DOCUMENT TEXT -
** BEGIN **

Having read KVH's articles in the past, I am rather surprised that she would turn 180 and write this article. However, I trust your instincts on KVH and "The Nation". We will have to see how KVH writes for nearly another year all the way to November 6, 2012. If she even keeps it this solid let alone write articles pushing harder to the left, then she might get a pink slip from "The Nation".
"though progressives are justifiably disappointed with Obama’s centrist policies, there is little question that faced with the choice of Obama or Mitt Romney, they will stand with the president"
And what would be gained by doing so? A pseudo democrat would be elected? How would that effect transformative change? And Obama is not a centrist...it's obvious he's a closeted republican.
This is not a team sport. We are electing the administrative head of our nation and society. He's seriously failed in the performance of his duties. Why then should we consider extending his term in office. He's proven a democrat can be even worse than a republican. If they are all going to be failures then why keep the same "lineup"?
Right, garden, there is so much wrong with that one statement. KVH is slyly misdireding with false premises and offensive presumptions.
"Centrist policies"?! Hardly! Obama is a Neocon and ALL of his policies and actions are right wing from the elitist, militarist, Chicago School playbook. "And stand with the president"?! Not under any circumstance. I can't imagine voting for any of the GOP's cartoon characters, but any one of them, even the lecher, would be better than the Great Deceiver, the father of lies --- because they are so demonstrably inept and their nutty tea potter positions could only hasten the collapse.
In fact, I believe that the goofy ineptitude of Obama's opposition is is by design. The 1% is deliriously happy with their plantation waterboy, and their protestations to the contrary are merely theatrical. And once again, well-kept veal pen "liberal" KVH is shrewdly helping him carry the masters' water.
'Chait admits that some “complaints [about Obama] are right,” but that isn’t why liberals are so depressed. Instead, liberals “are incapable of feeling satisfied with a Democratic president,” unlike conservatives, whose disappointment “is neither as incessant nor as pervasively depressed as the liberal variety.”'
They might be satisfied IF it was a Democratic president.
Of course Republicans are satisfied--they get 98% whether it is a "Democrat" or a Republican.
This is the same crowd that was dumbfounded by a OWS message--they didn't get it, they were truly clueless of what was a perfectly obvious reality to the rest of us. They don't have a problem with Obama's ambition to gut the New Deal, because they are in the class that has prospered at the expense of the rest of us under Obama.
Ultimately Chait just a partisan hack, most likely enlisted by a desperate Obama campaign, evidenced by the lecturing approach.
Nice response for the most part by Ms vanden Heuvel, but don't assume our votes are there for Obama like we have no other choice. We may just choose to not vote.
Instead of not voting I'd suggest voting 3rd party. Maybe (ok probably not) if the dems lose by less than the 3rd party gets they'll wake up.
Anyway it's so easy to vote might as well make it 3rd party protest vote.

** END **

DATA FOR THIS TASK -
** BEGIN **

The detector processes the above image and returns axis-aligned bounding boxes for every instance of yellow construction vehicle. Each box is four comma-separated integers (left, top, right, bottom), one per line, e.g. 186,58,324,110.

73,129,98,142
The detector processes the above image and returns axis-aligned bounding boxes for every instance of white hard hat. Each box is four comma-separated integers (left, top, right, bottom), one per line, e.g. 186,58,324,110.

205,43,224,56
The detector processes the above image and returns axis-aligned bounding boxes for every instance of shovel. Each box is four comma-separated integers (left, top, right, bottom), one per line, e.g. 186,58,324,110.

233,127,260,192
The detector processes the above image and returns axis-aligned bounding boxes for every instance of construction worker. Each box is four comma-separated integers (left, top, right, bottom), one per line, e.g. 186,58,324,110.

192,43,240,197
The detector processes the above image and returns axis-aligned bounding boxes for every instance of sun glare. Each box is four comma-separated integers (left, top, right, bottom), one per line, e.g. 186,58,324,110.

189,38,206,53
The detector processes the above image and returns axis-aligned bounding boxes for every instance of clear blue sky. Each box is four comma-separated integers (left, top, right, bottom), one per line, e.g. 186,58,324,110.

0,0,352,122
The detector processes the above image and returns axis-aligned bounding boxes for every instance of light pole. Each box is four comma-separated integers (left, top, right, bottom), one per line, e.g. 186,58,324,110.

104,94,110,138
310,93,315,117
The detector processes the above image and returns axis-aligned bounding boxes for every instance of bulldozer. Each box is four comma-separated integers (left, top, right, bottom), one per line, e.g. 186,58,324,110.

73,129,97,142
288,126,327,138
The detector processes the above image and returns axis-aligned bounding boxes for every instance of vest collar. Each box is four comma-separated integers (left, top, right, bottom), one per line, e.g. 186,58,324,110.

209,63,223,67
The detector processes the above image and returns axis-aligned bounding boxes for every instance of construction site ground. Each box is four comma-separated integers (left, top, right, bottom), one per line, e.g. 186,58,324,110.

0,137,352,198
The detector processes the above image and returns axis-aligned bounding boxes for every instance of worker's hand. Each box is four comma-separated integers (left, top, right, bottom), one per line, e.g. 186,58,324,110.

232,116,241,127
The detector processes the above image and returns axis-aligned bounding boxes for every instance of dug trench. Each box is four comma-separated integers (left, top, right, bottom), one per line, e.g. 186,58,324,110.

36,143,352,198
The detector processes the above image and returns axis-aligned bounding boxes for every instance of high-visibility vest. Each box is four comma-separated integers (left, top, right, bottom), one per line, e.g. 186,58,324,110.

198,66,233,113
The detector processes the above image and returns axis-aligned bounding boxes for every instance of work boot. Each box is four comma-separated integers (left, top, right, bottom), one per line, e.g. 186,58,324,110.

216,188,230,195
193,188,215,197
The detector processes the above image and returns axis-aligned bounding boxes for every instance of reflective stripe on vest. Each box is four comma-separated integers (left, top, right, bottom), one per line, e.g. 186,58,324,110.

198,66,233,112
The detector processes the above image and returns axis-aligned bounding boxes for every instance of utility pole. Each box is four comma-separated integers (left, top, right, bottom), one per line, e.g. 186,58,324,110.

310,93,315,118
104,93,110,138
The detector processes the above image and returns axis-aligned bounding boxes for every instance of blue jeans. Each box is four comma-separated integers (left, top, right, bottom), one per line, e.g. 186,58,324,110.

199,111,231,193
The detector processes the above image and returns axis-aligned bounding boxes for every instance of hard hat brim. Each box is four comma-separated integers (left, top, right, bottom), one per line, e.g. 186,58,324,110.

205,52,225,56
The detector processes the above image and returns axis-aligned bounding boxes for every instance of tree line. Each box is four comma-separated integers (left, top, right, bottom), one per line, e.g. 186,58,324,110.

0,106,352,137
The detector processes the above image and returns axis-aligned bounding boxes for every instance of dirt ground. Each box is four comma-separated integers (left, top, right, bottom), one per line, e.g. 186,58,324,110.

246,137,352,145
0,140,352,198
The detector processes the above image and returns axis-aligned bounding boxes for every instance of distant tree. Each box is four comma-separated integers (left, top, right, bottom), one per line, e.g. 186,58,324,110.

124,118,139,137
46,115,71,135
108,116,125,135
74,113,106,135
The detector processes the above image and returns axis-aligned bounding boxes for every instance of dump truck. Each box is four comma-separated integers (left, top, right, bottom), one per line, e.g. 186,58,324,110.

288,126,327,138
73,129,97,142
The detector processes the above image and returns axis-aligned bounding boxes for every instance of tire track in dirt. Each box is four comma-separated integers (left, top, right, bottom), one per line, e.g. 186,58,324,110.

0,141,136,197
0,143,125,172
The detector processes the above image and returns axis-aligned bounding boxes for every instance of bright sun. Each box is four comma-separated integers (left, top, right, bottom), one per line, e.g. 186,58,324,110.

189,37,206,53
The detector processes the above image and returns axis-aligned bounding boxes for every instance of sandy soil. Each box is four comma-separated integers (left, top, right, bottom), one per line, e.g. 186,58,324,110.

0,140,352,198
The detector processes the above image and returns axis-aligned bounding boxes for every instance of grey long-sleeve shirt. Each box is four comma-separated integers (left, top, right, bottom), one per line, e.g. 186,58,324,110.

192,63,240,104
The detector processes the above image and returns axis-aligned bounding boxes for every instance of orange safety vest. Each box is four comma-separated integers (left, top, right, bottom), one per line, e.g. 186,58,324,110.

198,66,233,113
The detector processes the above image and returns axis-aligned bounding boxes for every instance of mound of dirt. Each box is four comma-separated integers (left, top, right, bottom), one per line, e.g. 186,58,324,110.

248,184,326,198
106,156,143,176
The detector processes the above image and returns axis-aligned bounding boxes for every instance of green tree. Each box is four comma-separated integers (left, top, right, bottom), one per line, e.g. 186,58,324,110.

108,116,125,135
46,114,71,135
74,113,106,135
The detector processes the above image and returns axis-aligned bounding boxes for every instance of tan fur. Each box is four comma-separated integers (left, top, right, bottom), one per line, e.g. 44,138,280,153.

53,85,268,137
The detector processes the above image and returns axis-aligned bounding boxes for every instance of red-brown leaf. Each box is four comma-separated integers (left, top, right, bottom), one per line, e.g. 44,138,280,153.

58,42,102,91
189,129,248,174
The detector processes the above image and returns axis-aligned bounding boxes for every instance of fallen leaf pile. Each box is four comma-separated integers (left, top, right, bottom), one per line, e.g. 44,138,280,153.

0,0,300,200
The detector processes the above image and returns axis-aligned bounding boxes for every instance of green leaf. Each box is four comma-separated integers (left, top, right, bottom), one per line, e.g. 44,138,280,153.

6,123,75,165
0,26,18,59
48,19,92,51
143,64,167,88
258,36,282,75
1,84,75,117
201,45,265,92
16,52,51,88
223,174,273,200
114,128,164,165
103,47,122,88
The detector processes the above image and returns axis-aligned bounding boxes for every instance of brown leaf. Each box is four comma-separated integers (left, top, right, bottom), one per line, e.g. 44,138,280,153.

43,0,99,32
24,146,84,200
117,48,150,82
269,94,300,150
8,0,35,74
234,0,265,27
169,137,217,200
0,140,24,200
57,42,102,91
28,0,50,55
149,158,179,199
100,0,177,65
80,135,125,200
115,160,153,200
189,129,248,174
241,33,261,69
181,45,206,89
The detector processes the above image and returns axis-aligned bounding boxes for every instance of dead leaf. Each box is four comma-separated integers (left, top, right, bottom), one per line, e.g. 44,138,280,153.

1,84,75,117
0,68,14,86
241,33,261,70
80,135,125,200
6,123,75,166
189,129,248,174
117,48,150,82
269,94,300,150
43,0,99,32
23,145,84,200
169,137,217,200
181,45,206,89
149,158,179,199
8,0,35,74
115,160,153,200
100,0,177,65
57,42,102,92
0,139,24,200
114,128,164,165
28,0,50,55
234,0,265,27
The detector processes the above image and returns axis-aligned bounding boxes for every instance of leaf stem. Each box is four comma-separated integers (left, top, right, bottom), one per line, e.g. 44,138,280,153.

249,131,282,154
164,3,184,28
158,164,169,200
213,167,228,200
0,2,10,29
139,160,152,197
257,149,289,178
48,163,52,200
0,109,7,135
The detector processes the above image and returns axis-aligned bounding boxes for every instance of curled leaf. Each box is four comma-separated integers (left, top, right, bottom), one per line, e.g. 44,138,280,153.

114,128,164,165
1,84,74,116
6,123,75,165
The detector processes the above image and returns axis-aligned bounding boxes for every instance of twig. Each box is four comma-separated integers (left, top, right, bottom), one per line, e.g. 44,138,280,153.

** END **

STATED GOAL 1 - In the comment thread, until what date does the first comment say readers will have to watch how KVH writes?
STATED GOAL 2 - List every line of the records that contains the word "green", matching case exactly.

FULL SOLUTION 1 - November 6, 2012.

FULL SOLUTION 2 -
The detector processes the above image and returns axis-aligned bounding boxes for every instance of green tree. Each box is four comma-separated integers (left, top, right, bottom), one per line, e.g. 186,58,324,110.
The detector processes the above image and returns axis-aligned bounding boxes for every instance of green leaf. Each box is four comma-separated integers (left, top, right, bottom), one per line, e.g. 44,138,280,153.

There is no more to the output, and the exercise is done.